EXERCISE DIRECTIONS
Without changing a single word, restate the entries below.

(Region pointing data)

************

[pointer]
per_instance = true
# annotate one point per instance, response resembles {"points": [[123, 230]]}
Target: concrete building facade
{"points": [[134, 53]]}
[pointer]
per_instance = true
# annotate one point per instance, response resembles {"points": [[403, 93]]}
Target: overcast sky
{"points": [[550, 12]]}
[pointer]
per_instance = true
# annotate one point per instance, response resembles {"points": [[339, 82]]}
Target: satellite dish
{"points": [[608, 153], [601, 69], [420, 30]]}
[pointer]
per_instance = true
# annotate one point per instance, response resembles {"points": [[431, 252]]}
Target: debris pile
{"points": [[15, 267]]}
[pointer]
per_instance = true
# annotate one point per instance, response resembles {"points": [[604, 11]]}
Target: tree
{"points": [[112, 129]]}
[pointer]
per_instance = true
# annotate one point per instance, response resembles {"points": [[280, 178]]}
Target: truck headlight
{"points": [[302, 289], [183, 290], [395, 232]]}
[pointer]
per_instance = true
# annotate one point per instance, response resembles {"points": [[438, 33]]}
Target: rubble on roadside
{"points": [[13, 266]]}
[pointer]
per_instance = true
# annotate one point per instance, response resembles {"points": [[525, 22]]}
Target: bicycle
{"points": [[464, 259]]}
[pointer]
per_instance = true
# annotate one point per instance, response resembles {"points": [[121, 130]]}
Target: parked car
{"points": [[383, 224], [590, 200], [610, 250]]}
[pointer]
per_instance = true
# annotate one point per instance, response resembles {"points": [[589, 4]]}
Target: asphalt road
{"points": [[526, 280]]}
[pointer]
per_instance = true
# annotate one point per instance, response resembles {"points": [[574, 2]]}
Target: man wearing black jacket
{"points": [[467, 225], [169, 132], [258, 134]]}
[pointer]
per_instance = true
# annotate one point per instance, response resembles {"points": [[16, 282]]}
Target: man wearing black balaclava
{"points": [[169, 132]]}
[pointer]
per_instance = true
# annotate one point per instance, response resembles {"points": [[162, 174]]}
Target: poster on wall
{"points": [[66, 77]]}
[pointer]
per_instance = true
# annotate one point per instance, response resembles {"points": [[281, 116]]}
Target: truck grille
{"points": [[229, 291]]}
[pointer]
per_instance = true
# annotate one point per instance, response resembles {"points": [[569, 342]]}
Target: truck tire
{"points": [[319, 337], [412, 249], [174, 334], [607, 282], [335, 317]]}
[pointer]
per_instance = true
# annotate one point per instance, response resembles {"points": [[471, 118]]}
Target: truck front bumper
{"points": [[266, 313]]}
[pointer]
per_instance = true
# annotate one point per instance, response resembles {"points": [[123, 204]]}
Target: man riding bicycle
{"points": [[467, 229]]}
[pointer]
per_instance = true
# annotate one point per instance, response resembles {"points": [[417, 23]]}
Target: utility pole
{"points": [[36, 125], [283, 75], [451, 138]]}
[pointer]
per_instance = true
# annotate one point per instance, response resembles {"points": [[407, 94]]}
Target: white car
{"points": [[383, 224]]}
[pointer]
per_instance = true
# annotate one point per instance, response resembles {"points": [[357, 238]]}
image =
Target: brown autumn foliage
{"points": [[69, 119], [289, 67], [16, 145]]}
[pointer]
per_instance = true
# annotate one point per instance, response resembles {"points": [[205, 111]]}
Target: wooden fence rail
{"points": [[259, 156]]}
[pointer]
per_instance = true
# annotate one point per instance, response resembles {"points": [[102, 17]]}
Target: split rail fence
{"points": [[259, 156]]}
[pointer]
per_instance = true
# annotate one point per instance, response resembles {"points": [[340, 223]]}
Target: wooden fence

************

RESPONSE FOR THIS EXERCISE
[pointer]
per_instance = true
# annotate one point per instance, response resembles {"points": [[123, 230]]}
Target: concrete building facade
{"points": [[134, 53]]}
[pointer]
per_instance = true
# annotate one point per instance, response resembles {"points": [[403, 93]]}
Target: overcast sky
{"points": [[550, 12]]}
[pointer]
per_instance = true
# annotate one point per instance, response resembles {"points": [[339, 82]]}
Target: satellite dish
{"points": [[608, 153], [601, 69], [420, 30]]}
[pointer]
per_instance = true
# annotate one point per instance, response resembles {"points": [[431, 252]]}
Target: debris pile
{"points": [[15, 267]]}
[pointer]
per_instance = true
# annotate one point per instance, response resembles {"points": [[604, 11]]}
Target: tree
{"points": [[112, 129]]}
[pointer]
per_instance = true
# annotate one point per instance, response resembles {"points": [[280, 178]]}
Target: truck headlight
{"points": [[302, 289], [183, 290], [395, 232]]}
[pointer]
per_instance = true
# annotate one point per instance, response resembles {"points": [[438, 33]]}
Target: rubble on roadside
{"points": [[13, 266]]}
[pointer]
per_instance = true
# annotate one point per instance, response resembles {"points": [[525, 22]]}
Target: bicycle
{"points": [[464, 259]]}
[pointer]
per_instance = true
# annotate one point per instance, response resembles {"points": [[121, 130]]}
Target: parked car
{"points": [[383, 224], [590, 200], [610, 250]]}
[pointer]
per_instance = true
# annotate one point per instance, response resembles {"points": [[589, 4]]}
Target: asphalt road
{"points": [[526, 280]]}
[pointer]
per_instance = true
# annotate one point per instance, response resembles {"points": [[574, 2]]}
Target: man wearing black jacket
{"points": [[467, 225], [169, 132], [258, 134]]}
[pointer]
per_instance = true
# annotate one point per instance, response resembles {"points": [[16, 282]]}
Target: man wearing black balaclava
{"points": [[169, 132]]}
[pointer]
per_instance = true
# annotate one point per instance, response resembles {"points": [[162, 174]]}
Target: poster on wall
{"points": [[66, 77]]}
[pointer]
per_instance = true
# annotate one point per instance, response resembles {"points": [[281, 116]]}
Target: truck grille
{"points": [[229, 291]]}
[pointer]
per_instance = true
# annotate one point per instance, response resembles {"points": [[569, 342]]}
Target: truck tire
{"points": [[319, 337], [412, 249], [174, 334], [607, 282], [335, 317]]}
[pointer]
per_instance = true
# annotate one point per instance, response resembles {"points": [[471, 118]]}
Target: truck front bumper
{"points": [[266, 313]]}
[pointer]
per_instance = true
# annotate one point per instance, response resembles {"points": [[123, 204]]}
Target: man riding bicycle
{"points": [[467, 229]]}
[pointer]
per_instance = true
# annotate one point per instance, response resembles {"points": [[417, 23]]}
Target: utility pole
{"points": [[36, 125], [283, 75], [451, 138]]}
[pointer]
per_instance = true
# annotate one point per instance, response resembles {"points": [[407, 94]]}
Target: white car
{"points": [[383, 224]]}
[pointer]
per_instance = true
# annotate one point per instance, response resembles {"points": [[357, 238]]}
image =
Target: brown autumn foliage
{"points": [[69, 119], [289, 67], [16, 145]]}
[pointer]
per_instance = true
# annotate one point per instance, response resembles {"points": [[205, 111]]}
Target: wooden fence rail
{"points": [[259, 156]]}
[pointer]
per_instance = true
# annotate one point per instance, response resembles {"points": [[102, 17]]}
Target: split rail fence
{"points": [[259, 156]]}
[pointer]
per_instance = true
# annotate one point per instance, response resembles {"points": [[340, 223]]}
Target: wooden fence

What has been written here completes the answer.